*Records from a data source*
Start of Block
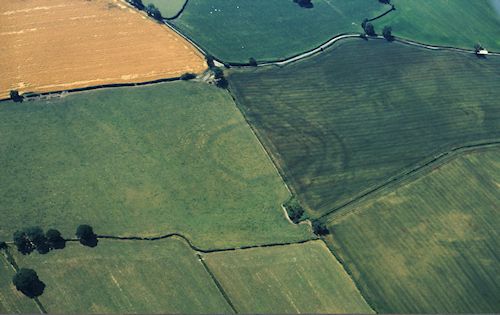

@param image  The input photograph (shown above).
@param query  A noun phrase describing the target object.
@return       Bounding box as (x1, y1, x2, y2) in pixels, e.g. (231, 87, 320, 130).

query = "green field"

(373, 0, 500, 51)
(11, 238, 233, 313)
(0, 253, 39, 313)
(228, 39, 500, 217)
(143, 0, 186, 18)
(204, 240, 373, 313)
(325, 148, 500, 313)
(172, 0, 387, 63)
(0, 81, 311, 248)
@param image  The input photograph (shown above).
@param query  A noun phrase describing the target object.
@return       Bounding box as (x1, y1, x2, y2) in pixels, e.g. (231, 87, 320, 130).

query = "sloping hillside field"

(373, 0, 500, 51)
(0, 0, 205, 99)
(172, 0, 387, 63)
(325, 148, 500, 313)
(0, 81, 311, 248)
(228, 39, 500, 217)
(204, 240, 373, 313)
(12, 238, 233, 313)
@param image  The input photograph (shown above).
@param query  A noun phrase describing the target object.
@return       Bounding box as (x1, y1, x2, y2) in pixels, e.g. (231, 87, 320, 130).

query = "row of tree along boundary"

(88, 234, 318, 254)
(0, 76, 182, 104)
(319, 140, 500, 223)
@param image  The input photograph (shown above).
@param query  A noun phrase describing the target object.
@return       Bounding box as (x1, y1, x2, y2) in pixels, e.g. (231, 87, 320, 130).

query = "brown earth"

(0, 0, 206, 99)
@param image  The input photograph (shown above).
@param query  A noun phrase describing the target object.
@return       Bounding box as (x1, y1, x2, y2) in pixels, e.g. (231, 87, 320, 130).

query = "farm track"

(321, 140, 500, 223)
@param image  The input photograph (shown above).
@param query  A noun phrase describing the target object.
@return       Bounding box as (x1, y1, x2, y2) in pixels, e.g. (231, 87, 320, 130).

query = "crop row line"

(320, 140, 500, 224)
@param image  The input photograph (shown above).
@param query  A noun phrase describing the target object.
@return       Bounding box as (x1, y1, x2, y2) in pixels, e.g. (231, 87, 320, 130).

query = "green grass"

(228, 39, 500, 218)
(172, 0, 387, 63)
(204, 240, 374, 313)
(12, 238, 233, 313)
(143, 0, 186, 18)
(0, 253, 39, 313)
(325, 148, 500, 313)
(0, 81, 311, 248)
(373, 0, 500, 51)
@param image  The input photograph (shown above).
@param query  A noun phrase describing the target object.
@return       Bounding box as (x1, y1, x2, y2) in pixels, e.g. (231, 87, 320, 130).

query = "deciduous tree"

(12, 268, 46, 298)
(76, 225, 98, 247)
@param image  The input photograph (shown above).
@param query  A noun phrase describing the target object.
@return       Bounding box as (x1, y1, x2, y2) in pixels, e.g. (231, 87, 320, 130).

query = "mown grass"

(325, 148, 500, 313)
(373, 0, 500, 51)
(143, 0, 186, 18)
(172, 0, 387, 63)
(228, 39, 500, 218)
(0, 81, 311, 248)
(12, 238, 233, 313)
(204, 240, 373, 313)
(0, 253, 39, 313)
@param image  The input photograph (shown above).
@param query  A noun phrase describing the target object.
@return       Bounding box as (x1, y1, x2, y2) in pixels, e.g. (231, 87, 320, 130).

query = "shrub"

(249, 58, 258, 67)
(180, 73, 196, 81)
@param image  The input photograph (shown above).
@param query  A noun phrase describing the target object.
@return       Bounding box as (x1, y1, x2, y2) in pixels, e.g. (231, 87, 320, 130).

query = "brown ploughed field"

(0, 0, 206, 98)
End of Block
Could you output every entry exactly as written, skipping the pictures?

*Your response*
@param image  The input photograph (shown above).
@param query  A noun phrase describing the target object.
@return       Bounding box as (x1, y1, x2, y2) in pixels, e.g. (231, 87, 320, 130).

query = "green field"

(373, 0, 500, 51)
(11, 238, 233, 313)
(0, 253, 39, 313)
(228, 39, 500, 217)
(143, 0, 186, 18)
(204, 240, 373, 313)
(325, 148, 500, 313)
(172, 0, 387, 63)
(0, 81, 311, 248)
@param image  The input photograph (shown above).
@param query  A noun phrase describing the target object.
@return       Bounding box as (x1, y1, x2, y2) in pixels, e.g. (231, 87, 320, 130).

query = "sloping hillside field"

(373, 0, 500, 51)
(0, 0, 205, 99)
(172, 0, 387, 63)
(325, 148, 500, 313)
(0, 81, 311, 248)
(228, 39, 500, 217)
(204, 240, 373, 313)
(12, 238, 233, 313)
@param image  The input photograph (shown above).
@param query  A noun phrase describing the target object.
@return       Bounding box as (x1, y1, x2, y2) in pixels, e.g. (231, 87, 320, 130).

query = "row of tree along boundary"

(88, 234, 318, 254)
(0, 76, 182, 104)
(319, 140, 500, 223)
@param image  The input photograph (shown above).
@param query  A noun phrase describing the target object.
@return       Bounding box as (x1, y1, x2, y2) in pixels, e.g. (231, 87, 320, 130).

query = "brown earth"

(0, 0, 206, 99)
@param image  The input photograph (shown above).
@param query  A noun phrase describing the target object.
@return       Bounding box as (x1, y1, x2, y2) in pixels, e.g. (231, 87, 320, 130).

query = "farm track"

(321, 140, 500, 223)
@param image  The input photograph (shown above).
@param query  A noun phrase describing the target object.
@return       Bounding box as (x1, y1, x2, y2) in pixels, e.g. (231, 87, 320, 130).

query = "crop row line"

(320, 140, 500, 224)
@param image  The input photograph (shown above).
@param query  A noun phrase describing the target object.
@return       Bounding box as (x1, y1, x2, y2) in pixels, e.g. (231, 87, 320, 130).

query = "green grass"

(228, 39, 500, 218)
(172, 0, 387, 63)
(204, 240, 374, 313)
(12, 238, 233, 313)
(143, 0, 186, 18)
(0, 253, 39, 313)
(325, 148, 500, 313)
(0, 81, 311, 248)
(373, 0, 500, 51)
@param image  The input photograph (shown above).
@param query  A noun phrase describing the target object.
@return       Bounding box as (x1, y1, x2, y2) in pixels, e.g. (231, 87, 320, 130).

query = "deciduous tree"

(12, 268, 46, 298)
(76, 225, 98, 247)
@param image  The input photograph (shown above).
@param query  A noun phrase describing the target object.
@return       Bounding box as (x1, y1, x2, y2) in pixels, e.g. (231, 87, 320, 130).

query = "mown grass"

(325, 148, 500, 313)
(373, 0, 500, 51)
(143, 0, 186, 18)
(172, 0, 387, 63)
(228, 39, 500, 218)
(0, 81, 311, 248)
(12, 238, 233, 313)
(204, 240, 373, 313)
(0, 253, 39, 313)
@param image  The input photograph (shown above).
@param query  A noun phrase describing the target object.
@return       Bounding box as (x1, y1, x2, y2) in pixels, e.g. (231, 87, 320, 130).

query = "shrub"

(249, 58, 258, 67)
(180, 73, 196, 81)
@param image  The input photograph (shown above).
@param query  A noun phrase describing the target object.
@return       Bounding box as (x1, y1, x2, y2) in pixels, e.g. (231, 87, 320, 130).

query = "brown ploughed field"

(0, 0, 206, 98)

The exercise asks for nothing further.